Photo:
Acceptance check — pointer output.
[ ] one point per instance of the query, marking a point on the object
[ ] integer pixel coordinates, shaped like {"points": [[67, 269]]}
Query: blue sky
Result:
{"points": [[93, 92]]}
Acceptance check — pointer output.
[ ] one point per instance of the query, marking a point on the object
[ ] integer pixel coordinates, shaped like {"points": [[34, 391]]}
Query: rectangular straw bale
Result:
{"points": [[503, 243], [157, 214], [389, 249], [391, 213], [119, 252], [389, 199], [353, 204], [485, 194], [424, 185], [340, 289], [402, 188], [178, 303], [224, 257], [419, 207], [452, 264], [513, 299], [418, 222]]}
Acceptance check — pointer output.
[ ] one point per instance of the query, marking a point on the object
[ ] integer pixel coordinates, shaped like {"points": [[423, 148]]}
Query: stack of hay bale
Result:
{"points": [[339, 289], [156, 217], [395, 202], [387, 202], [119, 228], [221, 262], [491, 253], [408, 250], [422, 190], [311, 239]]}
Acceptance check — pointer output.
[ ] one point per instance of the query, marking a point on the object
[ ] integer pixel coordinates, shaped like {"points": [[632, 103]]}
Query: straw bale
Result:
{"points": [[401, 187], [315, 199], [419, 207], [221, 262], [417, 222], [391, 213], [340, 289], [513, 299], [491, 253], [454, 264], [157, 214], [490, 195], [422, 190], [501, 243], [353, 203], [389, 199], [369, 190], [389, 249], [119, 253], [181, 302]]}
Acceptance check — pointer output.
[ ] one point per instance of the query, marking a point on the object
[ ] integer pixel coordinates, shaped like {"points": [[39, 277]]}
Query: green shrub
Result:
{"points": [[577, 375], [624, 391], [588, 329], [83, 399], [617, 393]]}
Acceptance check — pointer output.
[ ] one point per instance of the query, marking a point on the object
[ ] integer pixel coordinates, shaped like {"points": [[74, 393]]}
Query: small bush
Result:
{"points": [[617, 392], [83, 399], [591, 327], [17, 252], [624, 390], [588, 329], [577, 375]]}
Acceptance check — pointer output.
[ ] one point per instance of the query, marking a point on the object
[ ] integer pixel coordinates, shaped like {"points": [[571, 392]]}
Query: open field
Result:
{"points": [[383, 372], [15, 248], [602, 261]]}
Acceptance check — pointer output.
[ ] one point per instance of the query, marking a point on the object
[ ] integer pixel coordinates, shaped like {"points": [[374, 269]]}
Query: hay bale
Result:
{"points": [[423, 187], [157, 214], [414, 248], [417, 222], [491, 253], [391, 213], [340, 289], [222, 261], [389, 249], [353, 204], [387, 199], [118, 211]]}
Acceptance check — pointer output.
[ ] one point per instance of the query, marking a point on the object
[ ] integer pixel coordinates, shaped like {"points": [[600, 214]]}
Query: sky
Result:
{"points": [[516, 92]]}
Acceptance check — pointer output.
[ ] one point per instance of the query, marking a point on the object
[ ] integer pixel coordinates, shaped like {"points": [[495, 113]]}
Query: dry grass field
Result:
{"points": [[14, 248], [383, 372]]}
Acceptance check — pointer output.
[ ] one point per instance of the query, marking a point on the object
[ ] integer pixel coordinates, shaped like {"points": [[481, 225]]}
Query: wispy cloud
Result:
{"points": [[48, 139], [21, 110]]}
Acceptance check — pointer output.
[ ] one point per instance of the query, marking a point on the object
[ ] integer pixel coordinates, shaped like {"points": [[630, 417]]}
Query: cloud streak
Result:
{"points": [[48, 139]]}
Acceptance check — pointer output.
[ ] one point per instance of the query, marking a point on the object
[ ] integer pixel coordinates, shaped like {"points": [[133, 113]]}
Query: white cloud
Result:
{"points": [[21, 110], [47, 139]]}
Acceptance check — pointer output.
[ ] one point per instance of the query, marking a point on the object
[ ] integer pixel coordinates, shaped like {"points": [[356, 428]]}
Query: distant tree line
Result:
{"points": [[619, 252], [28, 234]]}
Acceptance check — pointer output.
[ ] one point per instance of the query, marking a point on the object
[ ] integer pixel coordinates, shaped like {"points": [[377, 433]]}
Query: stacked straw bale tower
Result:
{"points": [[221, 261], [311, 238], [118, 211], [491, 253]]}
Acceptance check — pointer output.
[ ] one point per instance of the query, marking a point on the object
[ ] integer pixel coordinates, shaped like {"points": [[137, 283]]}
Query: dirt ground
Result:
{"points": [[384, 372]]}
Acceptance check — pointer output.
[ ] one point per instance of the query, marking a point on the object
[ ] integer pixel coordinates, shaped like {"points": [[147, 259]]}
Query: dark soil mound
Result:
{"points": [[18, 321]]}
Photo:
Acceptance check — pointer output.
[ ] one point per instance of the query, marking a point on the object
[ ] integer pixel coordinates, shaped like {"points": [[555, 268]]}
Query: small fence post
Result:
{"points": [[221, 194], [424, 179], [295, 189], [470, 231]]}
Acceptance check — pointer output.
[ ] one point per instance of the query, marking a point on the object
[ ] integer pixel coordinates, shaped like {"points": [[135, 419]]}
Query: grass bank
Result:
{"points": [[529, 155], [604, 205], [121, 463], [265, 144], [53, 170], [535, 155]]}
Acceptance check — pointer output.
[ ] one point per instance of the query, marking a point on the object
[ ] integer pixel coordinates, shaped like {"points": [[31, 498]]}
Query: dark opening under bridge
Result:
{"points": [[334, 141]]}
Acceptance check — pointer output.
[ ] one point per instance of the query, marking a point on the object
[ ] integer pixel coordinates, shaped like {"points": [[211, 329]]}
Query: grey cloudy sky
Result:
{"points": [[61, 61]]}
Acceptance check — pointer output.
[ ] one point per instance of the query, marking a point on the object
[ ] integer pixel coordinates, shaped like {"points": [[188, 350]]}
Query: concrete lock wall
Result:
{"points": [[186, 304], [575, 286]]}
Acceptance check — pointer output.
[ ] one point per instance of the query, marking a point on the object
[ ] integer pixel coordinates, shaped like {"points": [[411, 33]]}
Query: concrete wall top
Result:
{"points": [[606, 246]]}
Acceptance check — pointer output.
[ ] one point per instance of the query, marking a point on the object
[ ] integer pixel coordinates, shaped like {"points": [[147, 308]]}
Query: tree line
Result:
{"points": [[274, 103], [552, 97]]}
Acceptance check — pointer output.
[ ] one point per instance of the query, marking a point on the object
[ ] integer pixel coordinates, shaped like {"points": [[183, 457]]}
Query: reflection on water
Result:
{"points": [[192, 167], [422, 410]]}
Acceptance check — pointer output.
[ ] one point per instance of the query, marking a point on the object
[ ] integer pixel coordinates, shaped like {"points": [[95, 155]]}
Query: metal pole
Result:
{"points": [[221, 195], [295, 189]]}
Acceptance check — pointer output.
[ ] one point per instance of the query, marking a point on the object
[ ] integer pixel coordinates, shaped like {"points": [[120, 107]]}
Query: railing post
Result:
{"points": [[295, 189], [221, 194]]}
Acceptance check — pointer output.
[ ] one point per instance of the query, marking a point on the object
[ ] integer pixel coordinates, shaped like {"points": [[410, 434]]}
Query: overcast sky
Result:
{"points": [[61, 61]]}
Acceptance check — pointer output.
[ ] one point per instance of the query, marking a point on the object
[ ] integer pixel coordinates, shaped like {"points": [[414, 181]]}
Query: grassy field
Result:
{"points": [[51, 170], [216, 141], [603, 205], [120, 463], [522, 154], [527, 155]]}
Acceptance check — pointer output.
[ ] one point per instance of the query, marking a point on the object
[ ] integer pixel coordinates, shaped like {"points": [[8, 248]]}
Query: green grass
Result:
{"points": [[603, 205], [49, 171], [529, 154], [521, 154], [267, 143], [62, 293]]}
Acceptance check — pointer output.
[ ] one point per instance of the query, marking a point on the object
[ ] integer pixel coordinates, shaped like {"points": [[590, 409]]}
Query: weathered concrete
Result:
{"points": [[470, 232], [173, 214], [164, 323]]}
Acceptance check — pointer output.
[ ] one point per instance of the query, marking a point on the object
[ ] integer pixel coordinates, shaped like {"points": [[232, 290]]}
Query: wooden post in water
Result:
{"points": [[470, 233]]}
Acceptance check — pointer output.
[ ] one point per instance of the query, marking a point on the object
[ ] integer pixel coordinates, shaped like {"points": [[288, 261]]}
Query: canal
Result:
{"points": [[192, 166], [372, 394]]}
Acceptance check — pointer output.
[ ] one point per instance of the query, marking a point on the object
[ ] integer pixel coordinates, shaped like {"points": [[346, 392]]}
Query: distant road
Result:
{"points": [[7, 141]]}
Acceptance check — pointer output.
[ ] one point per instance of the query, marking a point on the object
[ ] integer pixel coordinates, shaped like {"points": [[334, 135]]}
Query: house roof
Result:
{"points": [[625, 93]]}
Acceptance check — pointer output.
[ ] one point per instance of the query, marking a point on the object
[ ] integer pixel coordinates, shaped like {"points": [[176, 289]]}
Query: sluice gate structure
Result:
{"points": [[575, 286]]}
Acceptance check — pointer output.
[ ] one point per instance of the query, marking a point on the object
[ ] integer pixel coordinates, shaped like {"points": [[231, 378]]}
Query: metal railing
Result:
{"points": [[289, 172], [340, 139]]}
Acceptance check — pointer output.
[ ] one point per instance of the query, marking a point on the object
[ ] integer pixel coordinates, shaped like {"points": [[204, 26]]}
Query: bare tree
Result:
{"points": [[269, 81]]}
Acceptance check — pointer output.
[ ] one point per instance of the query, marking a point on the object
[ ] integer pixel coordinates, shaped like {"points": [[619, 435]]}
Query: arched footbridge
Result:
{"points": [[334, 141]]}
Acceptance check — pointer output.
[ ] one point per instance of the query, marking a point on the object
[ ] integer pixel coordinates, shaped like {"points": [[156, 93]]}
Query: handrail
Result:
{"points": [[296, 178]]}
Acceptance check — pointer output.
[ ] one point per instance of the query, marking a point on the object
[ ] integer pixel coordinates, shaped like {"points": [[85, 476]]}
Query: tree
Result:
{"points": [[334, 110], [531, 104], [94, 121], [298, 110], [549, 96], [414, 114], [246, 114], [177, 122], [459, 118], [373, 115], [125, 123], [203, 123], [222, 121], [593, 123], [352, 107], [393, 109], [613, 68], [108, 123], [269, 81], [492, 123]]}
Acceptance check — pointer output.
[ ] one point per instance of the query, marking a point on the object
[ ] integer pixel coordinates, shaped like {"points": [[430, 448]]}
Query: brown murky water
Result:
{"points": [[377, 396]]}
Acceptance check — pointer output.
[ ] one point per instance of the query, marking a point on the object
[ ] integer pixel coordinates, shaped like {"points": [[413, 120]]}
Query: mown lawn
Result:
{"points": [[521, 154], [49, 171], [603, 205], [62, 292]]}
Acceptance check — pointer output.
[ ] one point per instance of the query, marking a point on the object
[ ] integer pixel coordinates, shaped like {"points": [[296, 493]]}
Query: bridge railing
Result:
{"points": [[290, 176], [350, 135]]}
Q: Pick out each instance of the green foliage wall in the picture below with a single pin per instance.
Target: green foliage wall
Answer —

## Task statement
Give back the listing exactly, please, from its first line to the line containing "Query: rectangular straw bale", inclusive, and nothing past that line.

## Expected output
Photo:
Acceptance check — pointer output.
[ ] one point per instance of the query, marking a point on the object
[ ] integer pixel coordinates, shaped like {"points": [[67, 269]]}
Query: blue sky
Result:
{"points": [[93, 92]]}
Acceptance check — pointer output.
[ ] one point per instance of the query, marking a point on the object
[ ] integer pixel coordinates, shaped like {"points": [[34, 391]]}
Query: rectangular straw bale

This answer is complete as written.